Page excerpt:

--------------------

Got you. The only thing I would add to Peter's comments is just recall from a startup perspective, this is a rebar-only mill different from Arizona 2. And so typically, based on our other rebar-only mills and the fact that this is not near the degree of new technology being introduced as we did with AZ2, we would expect to ramp the operation up over the following twelve months once we meet that hot commissioning startup.

Katja Jankic

Management

Perfect. Thank you.

Peter Matt

Management

Thank you, Katja.

Operator

Operator

The next question will come from Tristan Gresser with BNP Paribas. Please go ahead.

Tristan Gresser

Management

Yes. Thank you for taking my questions. The first one is on the old EBG division. If you can talk a little bit about the outlook for fiscal Q2, also, more specifically, what kind of seasonality usually do you see on the precast business? Is it fair to assume a normalized EBITDA quarterly run rate for Precast? And add a bit of, I mean, because TENSAR has been pretty strong as well. So I would assume maybe a bit stronger on that division, but yeah, we'd love to have your thoughts on that.

Peter Matt

Management

Yes. So thank you for the question, Tristan. So EBG, typically, there is, as we've said before, there is absolutely seasonality in that business. As we noted in the prepared remarks, a substantial portion of that, most of the lion's share of that is going into the construction market. So seasonality is definitely a factor in our Q2. It is the weakest period. And I should note that TENSAR in particular with ground stabilization is kind of the most seasonal as we look at that business from year to year. So I think you can expect normal Q2 seasonality in that. Precast, so in our Precast business, we think that will largely follow the seasonality that we have in our business overall. And what I mean by that is our steel business overall. Typically, you've got in the winter months, you've got a reduction in the amount of activity that you see, and we expect that to be the case too. So this is maybe not part of your question, but I'll go to it directly to say, we expect in the second quarter the Precast business to contribute about $30 million of EBITDA roughly speaking. Which will seem lighter and that goes entirely to seasonality. And as Paul noted in his comments, the backlogs that we're seeing are very strong. They're stronger than last year. And so we feel very good about the prospects for that business going into our ownership in 2026.

--------------------

Data excerpts:
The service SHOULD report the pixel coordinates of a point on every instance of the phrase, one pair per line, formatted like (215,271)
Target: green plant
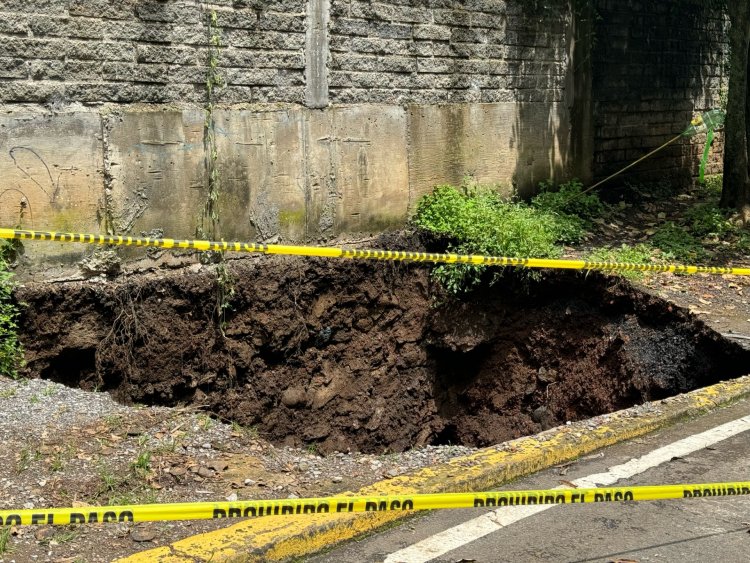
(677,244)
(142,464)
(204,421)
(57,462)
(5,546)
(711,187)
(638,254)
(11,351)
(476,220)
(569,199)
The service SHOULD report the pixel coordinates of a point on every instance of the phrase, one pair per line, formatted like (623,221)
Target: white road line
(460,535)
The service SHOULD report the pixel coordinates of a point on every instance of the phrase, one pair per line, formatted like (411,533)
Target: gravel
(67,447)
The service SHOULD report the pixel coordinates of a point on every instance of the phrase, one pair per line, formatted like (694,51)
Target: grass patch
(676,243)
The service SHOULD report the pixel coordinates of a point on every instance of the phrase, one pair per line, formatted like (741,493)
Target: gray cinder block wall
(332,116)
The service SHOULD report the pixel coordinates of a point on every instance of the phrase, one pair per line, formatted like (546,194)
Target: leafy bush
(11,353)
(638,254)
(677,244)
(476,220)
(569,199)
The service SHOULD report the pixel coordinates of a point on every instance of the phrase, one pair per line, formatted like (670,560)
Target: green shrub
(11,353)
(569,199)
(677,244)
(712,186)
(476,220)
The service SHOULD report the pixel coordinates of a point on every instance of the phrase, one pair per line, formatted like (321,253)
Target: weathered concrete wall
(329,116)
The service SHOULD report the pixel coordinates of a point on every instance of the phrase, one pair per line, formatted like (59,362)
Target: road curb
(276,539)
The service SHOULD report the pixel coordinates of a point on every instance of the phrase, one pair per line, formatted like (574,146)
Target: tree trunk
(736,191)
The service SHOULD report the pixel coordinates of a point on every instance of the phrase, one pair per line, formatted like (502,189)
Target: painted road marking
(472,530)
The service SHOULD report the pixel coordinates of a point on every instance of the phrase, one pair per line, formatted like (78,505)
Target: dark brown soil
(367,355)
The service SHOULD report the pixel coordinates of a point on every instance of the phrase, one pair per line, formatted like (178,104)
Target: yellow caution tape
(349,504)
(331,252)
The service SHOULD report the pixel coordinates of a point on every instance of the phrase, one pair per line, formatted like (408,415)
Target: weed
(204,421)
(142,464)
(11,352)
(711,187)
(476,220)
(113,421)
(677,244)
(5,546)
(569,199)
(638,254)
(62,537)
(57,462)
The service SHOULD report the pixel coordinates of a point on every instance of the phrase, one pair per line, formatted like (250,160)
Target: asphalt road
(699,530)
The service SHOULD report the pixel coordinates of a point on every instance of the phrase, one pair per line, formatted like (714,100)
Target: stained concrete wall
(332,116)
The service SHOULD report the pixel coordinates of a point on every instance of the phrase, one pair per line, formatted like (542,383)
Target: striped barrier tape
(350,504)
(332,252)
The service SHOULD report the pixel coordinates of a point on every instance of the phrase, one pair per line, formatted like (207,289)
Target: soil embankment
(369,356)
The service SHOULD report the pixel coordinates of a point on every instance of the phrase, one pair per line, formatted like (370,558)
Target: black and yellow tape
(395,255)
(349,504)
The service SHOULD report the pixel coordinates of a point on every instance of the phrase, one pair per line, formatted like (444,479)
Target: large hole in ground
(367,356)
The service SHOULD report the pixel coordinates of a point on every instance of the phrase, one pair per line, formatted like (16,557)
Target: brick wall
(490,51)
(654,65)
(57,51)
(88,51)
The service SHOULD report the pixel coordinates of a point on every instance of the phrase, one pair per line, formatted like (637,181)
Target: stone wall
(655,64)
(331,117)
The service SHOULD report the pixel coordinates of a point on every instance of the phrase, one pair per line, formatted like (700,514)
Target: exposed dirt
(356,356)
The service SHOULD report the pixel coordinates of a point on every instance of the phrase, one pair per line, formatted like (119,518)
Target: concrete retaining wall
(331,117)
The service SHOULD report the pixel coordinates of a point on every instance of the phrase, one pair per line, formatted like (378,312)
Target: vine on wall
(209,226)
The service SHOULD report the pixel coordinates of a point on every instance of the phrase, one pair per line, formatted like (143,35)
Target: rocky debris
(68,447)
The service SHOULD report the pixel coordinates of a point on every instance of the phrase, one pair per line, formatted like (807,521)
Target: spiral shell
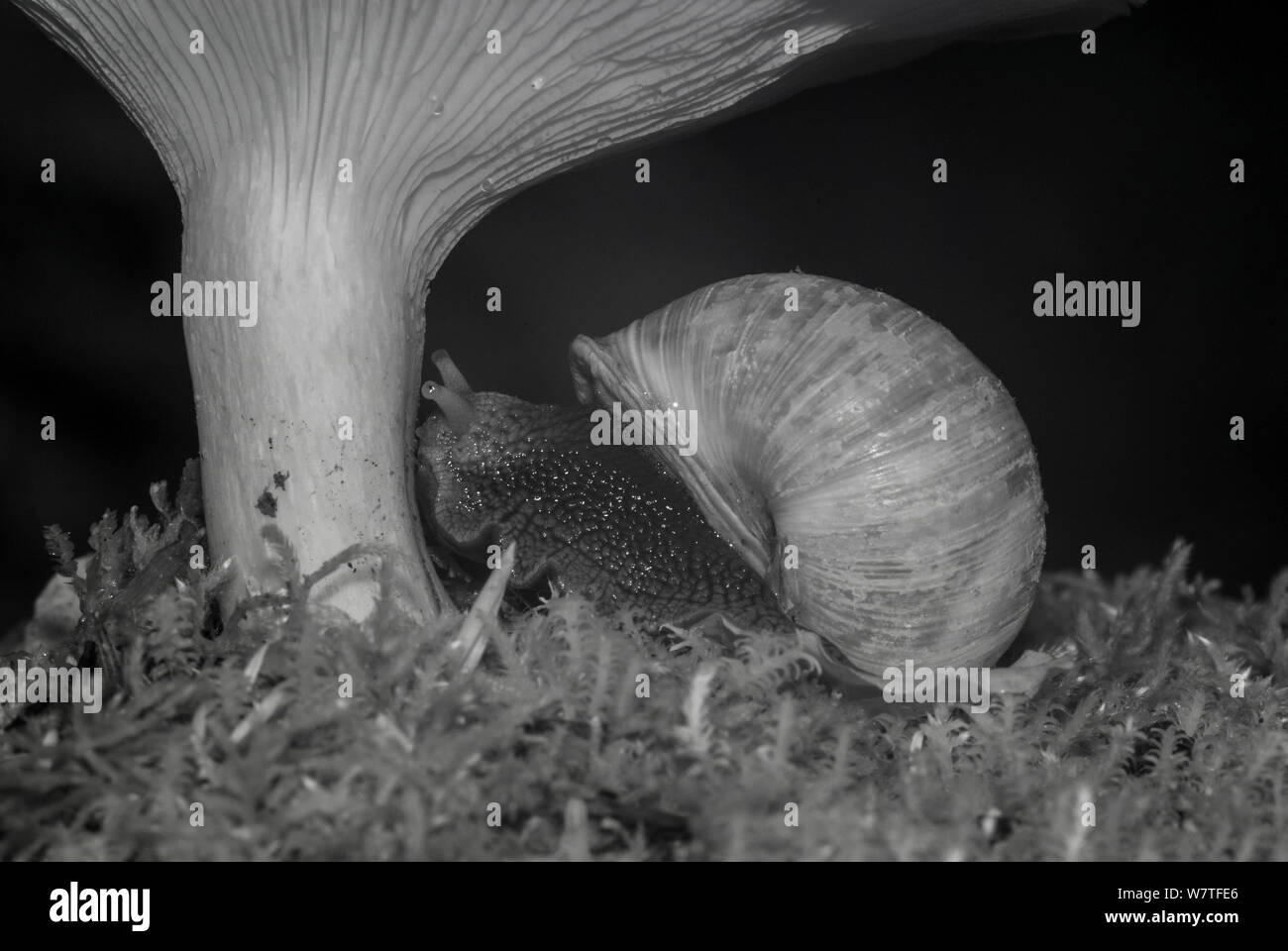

--------------------

Task requirements:
1. List each distinct speaker label in the call transcript, naming each one only once.
2. Return the passage of the call transcript that begins at the words "Got you. The" and ends after the words "Perfect. Thank you.".

The answers:
1.
Katja Jankic
Peter Matt
Operator
Tristan Gresser

2.
Got you. The only thing I would add to Peter's comments is just recall from a startup perspective, this is a rebar-only mill different from Arizona 2. And so typically, based on our other rebar-only mills and the fact that this is not near the degree of new technology being introduced as we did with AZ2, we would expect to ramp the operation up over the following twelve months once we meet that hot commissioning startup.

Katja Jankic

Management

Perfect. Thank you.